**Document passage:**
>> Begin
# Early spring 2020 weed



## jellysgreen (Sep 17, 2019)

:ugeek: Newbie back again trying to learn, layed my prodiamine on my fall newly seed 100% KBG from supersededstore and notice POA germination. Also on my other 2021 future project I'm trying to just maintain it for now. Can someone identify this weed.


----------



## 1028mountain (Oct 1, 2019)

Look in the cool season weed identification thread.


----------



## jellysgreen (Sep 17, 2019)

Ok thank you


----------



## greengrass (Sep 9, 2018)

Looks like crocus. It will flower soon.


----------



## jellysgreen (Sep 17, 2019)

Hard to tell from the bad pic but I ruled out the quackgrass, I will try crocus


----------



## Spammage (Apr 30, 2017)

@jellysgreen, @g-man identified this as Star of Bethlehem in another thread. I have no experience with it, but it looks like the same thing.
>> End
**Stated goal 1:**
In the weed thread, what did Spammage say @g-man identified the weed as?

**Dataset rows:**
>> Begin
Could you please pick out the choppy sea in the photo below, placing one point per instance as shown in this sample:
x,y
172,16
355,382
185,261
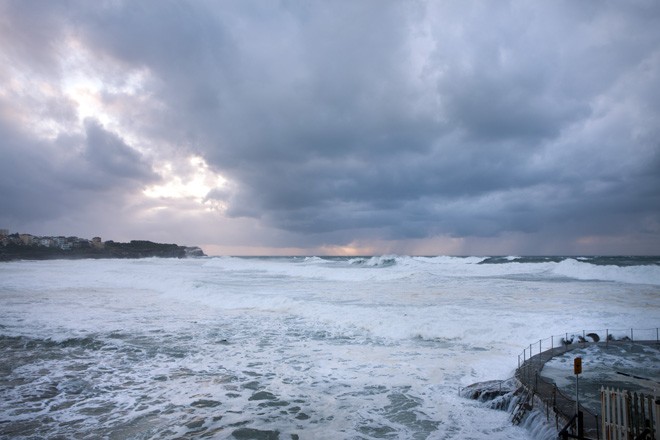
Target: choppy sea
x,y
308,348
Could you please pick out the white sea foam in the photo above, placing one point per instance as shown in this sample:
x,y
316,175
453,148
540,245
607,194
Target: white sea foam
x,y
324,348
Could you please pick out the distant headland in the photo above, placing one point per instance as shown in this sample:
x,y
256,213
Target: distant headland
x,y
31,247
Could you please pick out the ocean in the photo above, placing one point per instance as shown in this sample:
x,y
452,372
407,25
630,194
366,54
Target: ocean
x,y
292,348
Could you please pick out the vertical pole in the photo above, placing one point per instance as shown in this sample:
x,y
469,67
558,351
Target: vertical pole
x,y
580,425
577,396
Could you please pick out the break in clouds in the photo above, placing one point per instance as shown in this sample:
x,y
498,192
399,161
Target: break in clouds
x,y
509,127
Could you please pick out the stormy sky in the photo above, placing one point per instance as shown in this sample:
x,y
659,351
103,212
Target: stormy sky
x,y
334,127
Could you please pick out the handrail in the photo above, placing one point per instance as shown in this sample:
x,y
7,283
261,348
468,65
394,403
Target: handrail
x,y
584,336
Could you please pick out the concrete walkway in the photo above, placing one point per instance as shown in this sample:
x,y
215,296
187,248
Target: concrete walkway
x,y
528,374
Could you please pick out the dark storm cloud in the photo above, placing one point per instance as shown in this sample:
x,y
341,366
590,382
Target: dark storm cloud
x,y
403,120
41,180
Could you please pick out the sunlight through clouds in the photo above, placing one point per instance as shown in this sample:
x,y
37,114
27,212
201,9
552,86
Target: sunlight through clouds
x,y
196,183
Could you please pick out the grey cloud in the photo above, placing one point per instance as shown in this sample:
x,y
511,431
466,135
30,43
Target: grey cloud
x,y
107,154
518,118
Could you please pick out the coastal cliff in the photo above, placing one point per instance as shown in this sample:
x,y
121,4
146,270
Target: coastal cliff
x,y
108,249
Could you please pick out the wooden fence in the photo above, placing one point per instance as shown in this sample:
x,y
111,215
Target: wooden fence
x,y
629,416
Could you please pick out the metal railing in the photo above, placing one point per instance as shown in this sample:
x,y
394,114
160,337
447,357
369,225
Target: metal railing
x,y
585,336
534,357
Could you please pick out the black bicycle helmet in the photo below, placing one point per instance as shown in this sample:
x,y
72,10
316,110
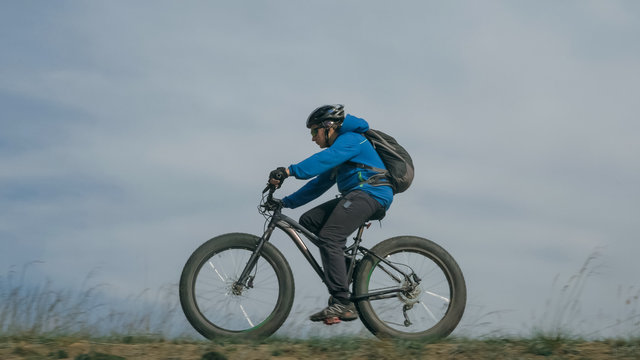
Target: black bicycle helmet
x,y
326,115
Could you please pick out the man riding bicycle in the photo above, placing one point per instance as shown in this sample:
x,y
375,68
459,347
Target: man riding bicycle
x,y
347,159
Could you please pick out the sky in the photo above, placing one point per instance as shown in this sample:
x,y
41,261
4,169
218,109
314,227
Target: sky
x,y
131,132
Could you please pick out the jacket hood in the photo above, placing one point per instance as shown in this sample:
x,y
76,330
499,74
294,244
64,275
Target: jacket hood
x,y
353,124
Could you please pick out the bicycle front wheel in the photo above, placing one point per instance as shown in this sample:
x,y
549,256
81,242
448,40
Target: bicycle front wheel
x,y
216,307
433,300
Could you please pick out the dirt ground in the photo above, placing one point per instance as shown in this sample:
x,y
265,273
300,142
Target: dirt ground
x,y
369,350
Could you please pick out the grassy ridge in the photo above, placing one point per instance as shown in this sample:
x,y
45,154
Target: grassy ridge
x,y
327,348
39,321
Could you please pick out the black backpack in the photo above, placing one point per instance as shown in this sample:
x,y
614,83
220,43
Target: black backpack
x,y
396,159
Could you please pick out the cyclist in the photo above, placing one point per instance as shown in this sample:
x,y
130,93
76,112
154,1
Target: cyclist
x,y
362,196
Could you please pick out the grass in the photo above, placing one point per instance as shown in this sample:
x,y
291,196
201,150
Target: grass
x,y
38,314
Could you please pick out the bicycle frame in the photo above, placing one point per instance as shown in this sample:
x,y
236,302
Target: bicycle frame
x,y
292,228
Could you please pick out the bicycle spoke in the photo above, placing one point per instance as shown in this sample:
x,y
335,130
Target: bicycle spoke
x,y
246,316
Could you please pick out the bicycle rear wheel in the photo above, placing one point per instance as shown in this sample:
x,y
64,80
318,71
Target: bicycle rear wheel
x,y
431,309
215,308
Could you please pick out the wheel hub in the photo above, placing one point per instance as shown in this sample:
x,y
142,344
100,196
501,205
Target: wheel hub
x,y
412,295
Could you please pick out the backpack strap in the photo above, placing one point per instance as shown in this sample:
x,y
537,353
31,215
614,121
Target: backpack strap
x,y
374,180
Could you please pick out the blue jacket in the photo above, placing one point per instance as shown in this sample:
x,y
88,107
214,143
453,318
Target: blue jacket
x,y
328,167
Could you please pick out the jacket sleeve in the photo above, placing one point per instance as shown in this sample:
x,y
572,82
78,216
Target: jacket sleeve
x,y
345,147
310,190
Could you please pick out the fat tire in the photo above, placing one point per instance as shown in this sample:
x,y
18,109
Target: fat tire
x,y
216,245
439,256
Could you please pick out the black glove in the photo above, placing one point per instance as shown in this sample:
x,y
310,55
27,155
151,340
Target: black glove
x,y
274,204
278,175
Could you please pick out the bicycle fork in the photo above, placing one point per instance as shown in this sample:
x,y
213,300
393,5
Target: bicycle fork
x,y
245,280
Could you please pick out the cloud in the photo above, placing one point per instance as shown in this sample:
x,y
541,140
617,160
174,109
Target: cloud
x,y
130,133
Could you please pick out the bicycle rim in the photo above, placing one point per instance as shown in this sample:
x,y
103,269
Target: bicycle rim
x,y
216,301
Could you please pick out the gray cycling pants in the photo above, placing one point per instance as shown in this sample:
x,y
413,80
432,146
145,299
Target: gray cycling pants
x,y
332,222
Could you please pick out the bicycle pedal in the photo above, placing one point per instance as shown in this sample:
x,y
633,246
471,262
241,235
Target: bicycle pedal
x,y
331,321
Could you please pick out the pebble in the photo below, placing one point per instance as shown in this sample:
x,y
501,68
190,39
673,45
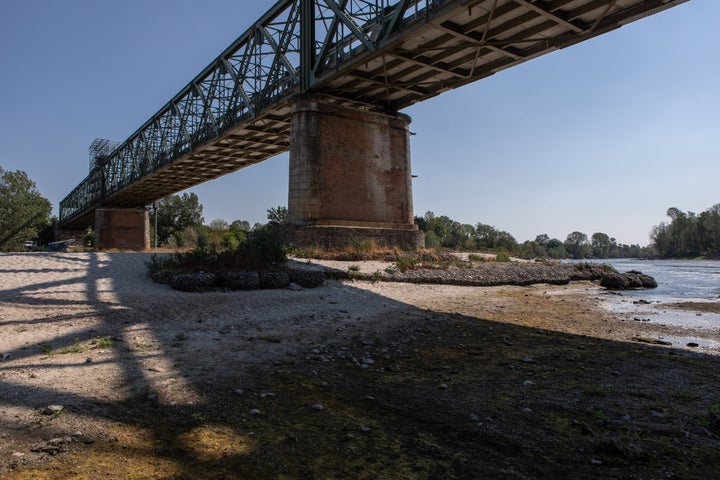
>> End
**Stated goal 2:**
Copy everything in the rows from the line containing "Could you please pick out the pebble" down to the end of the rows, character for character, and leave out the picture.

**Full output 1:**
Star of Bethlehem

**Full output 2:**
Could you please pick out the pebble in the photo below, placing one point per instance as shown in this sample:
x,y
501,68
190,39
673,45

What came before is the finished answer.